◆ **Records from a data source**
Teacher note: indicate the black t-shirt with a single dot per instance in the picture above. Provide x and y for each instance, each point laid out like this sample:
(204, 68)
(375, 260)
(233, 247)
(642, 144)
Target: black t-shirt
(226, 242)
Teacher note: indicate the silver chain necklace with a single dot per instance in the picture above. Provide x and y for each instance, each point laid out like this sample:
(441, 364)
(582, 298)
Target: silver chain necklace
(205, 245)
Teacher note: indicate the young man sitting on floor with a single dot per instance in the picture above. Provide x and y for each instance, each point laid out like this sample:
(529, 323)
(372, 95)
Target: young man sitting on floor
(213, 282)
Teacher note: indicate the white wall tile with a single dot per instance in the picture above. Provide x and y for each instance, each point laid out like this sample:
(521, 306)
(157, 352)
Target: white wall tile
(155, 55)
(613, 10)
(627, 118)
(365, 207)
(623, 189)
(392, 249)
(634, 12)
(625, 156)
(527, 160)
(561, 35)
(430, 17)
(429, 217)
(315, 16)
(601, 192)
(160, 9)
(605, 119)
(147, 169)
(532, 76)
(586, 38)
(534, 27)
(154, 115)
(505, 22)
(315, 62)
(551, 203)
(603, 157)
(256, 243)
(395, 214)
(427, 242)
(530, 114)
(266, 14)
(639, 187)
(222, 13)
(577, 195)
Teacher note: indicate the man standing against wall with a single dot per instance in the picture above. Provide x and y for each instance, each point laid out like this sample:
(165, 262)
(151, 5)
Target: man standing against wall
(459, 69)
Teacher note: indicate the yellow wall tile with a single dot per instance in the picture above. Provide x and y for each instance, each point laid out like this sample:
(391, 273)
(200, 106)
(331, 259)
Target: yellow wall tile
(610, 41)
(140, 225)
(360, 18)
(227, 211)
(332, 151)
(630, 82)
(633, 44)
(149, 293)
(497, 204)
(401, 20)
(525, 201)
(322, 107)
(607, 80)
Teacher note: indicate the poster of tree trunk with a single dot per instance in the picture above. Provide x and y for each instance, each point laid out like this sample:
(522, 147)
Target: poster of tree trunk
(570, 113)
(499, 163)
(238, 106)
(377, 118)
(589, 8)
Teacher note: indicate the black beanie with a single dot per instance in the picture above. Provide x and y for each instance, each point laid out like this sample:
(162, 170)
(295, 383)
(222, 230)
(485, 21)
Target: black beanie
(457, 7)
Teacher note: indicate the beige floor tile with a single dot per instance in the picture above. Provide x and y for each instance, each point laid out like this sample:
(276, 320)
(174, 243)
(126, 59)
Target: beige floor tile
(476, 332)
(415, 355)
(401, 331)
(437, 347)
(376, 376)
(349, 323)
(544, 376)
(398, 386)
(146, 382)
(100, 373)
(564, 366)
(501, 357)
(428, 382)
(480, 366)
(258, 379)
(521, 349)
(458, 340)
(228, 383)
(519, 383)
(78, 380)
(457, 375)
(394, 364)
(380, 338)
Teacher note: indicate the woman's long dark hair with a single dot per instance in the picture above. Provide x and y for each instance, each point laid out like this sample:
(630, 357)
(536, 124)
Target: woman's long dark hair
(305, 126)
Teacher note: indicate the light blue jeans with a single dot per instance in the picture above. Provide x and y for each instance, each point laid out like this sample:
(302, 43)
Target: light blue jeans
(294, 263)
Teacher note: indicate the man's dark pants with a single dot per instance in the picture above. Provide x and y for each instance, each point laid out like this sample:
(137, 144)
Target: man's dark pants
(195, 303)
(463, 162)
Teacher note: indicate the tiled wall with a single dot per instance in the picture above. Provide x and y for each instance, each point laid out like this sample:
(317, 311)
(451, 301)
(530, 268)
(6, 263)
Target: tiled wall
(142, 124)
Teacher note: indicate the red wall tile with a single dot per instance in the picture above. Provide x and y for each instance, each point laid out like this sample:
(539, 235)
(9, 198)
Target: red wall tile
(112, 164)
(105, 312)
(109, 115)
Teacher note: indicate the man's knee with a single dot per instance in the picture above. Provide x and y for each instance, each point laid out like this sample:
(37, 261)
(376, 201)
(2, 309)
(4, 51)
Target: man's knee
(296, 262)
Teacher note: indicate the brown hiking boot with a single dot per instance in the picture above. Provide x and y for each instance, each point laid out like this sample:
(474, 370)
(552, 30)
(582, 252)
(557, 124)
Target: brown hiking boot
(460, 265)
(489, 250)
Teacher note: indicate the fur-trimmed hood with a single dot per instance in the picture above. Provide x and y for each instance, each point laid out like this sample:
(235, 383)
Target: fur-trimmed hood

◆ **EXERCISE GOAL**
Render every line of the records above as a numbered list, skipping any blank lines.

◆ **COMPLETED EXERCISE**
1. Teacher note: indicate the black t-shirt with a single dot per instance in the picture above. Provide x and y for each instance, each point laid out like this sample:
2. (204, 68)
3. (375, 260)
4. (233, 247)
5. (642, 144)
6. Target: black t-shirt
7. (226, 242)
8. Teacher note: indicate the silver chain necklace with a single dot per instance in the picture above. Provide x and y for each instance, each point laid out like this sample:
9. (441, 364)
10. (582, 298)
11. Target: silver chain necklace
12. (205, 245)
13. Teacher note: indicate the young man sitting on floor with a single dot per instance in the picture above. Provide x and y for each instance, each point laid out like this sample:
14. (529, 323)
15. (372, 95)
16. Target: young man sitting on floor
17. (213, 282)
18. Teacher note: indicate the white wall tile with a single dot per instance in the picture above. Provide x and y for each instance, each point laid out like this sample:
19. (521, 306)
20. (157, 352)
21. Target: white wall tile
22. (155, 55)
23. (613, 10)
24. (627, 118)
25. (365, 207)
26. (623, 189)
27. (392, 249)
28. (634, 12)
29. (625, 156)
30. (527, 160)
31. (561, 35)
32. (430, 17)
33. (429, 217)
34. (315, 16)
35. (601, 192)
36. (160, 9)
37. (605, 119)
38. (147, 169)
39. (532, 76)
40. (586, 38)
41. (534, 27)
42. (154, 115)
43. (505, 22)
44. (315, 62)
45. (551, 203)
46. (603, 157)
47. (256, 243)
48. (395, 214)
49. (427, 242)
50. (530, 114)
51. (266, 14)
52. (639, 187)
53. (222, 13)
54. (577, 195)
55. Teacher note: indicate the man standing against wall with a single dot per instance in the picture above. Provide x and y for each instance, each point laid out like this sample:
56. (165, 262)
57. (151, 5)
58. Target: man standing against wall
59. (459, 69)
60. Teacher note: indicate the yellow wall tile with a single dot per instance in the picture above. Provide x and y for each instance, each point laid out like this sample:
61. (391, 273)
62. (200, 106)
63. (331, 259)
64. Target: yellow wall tile
65. (610, 41)
66. (140, 225)
67. (360, 18)
68. (227, 211)
69. (332, 151)
70. (630, 82)
71. (633, 44)
72. (149, 293)
73. (497, 204)
74. (401, 20)
75. (525, 201)
76. (322, 107)
77. (607, 80)
78. Teacher note: indicate the poster of tree trunk with a single dot per instance in the picture above. Provide x and y for each instance, each point laid out like this sample:
79. (522, 147)
80. Target: poster of tree trunk
81. (570, 113)
82. (499, 163)
83. (238, 106)
84. (377, 118)
85. (589, 8)
86. Teacher note: indicate the black beanie with a single dot per instance in the picture above. Provide x and y for each instance, each point laid out like this sample:
87. (162, 170)
88. (295, 383)
89. (222, 230)
90. (485, 21)
91. Target: black beanie
92. (457, 7)
93. Teacher note: indicate the beige floor tile with a single dot per instance in the picture above. Provide x and y for each instance, each point laid out like this sample:
94. (276, 320)
95. (174, 243)
96. (126, 59)
97. Target: beige floor tile
98. (476, 332)
99. (415, 355)
100. (401, 331)
101. (437, 347)
102. (376, 376)
103. (349, 323)
104. (544, 376)
105. (398, 386)
106. (146, 382)
107. (100, 373)
108. (564, 366)
109. (501, 357)
110. (428, 382)
111. (480, 366)
112. (258, 379)
113. (521, 349)
114. (458, 340)
115. (228, 383)
116. (519, 383)
117. (78, 380)
118. (457, 375)
119. (394, 364)
120. (380, 338)
121. Teacher note: indicate the woman's long dark hair with a single dot per instance in the picture above. Provide x and y for each instance, each point laid out like this sample:
122. (630, 357)
123. (536, 124)
124. Target: woman's long dark hair
125. (305, 126)
126. Teacher note: indicate the light blue jeans with a single dot per instance in the picture above. Provide x and y for each instance, each point laid out like this sample:
127. (302, 43)
128. Target: light blue jeans
129. (294, 263)
130. Teacher note: indicate the man's dark pants with a single dot per instance in the picture above. Provide x and y for each instance, each point laid out like this sample:
131. (137, 144)
132. Target: man's dark pants
133. (195, 303)
134. (463, 162)
135. Teacher note: indicate the tiled wall with a single dot per instance in the picture above. Provide x and y for each instance, each point laid out like this sample:
136. (317, 311)
137. (451, 301)
138. (530, 268)
139. (6, 263)
140. Target: tiled wall
141. (142, 124)
142. Teacher note: indicate the red wall tile with a single dot per instance in the picture above. Provide x and y for each instance, each point laid out like this sample:
143. (539, 235)
144. (9, 198)
145. Target: red wall tile
146. (112, 164)
147. (105, 312)
148. (109, 115)
149. Teacher note: indicate the man's knee with a single dot per instance in the picture above. Provide x and y for each instance, each point laid out like this sample:
150. (37, 261)
151. (376, 201)
152. (2, 309)
153. (4, 51)
154. Target: man's knee
155. (296, 262)
156. Teacher note: indicate the brown hiking boot with a single dot per instance in the picture above. Provide x and y for each instance, each point laid out like this sample:
157. (474, 370)
158. (552, 30)
159. (582, 252)
160. (557, 124)
161. Target: brown hiking boot
162. (460, 265)
163. (489, 250)
164. Teacher note: indicate the fur-trimmed hood with a single dot per instance in the picture above. Provide x and y for each instance, each point laid out like this sample:
165. (235, 383)
166. Target: fur-trimmed hood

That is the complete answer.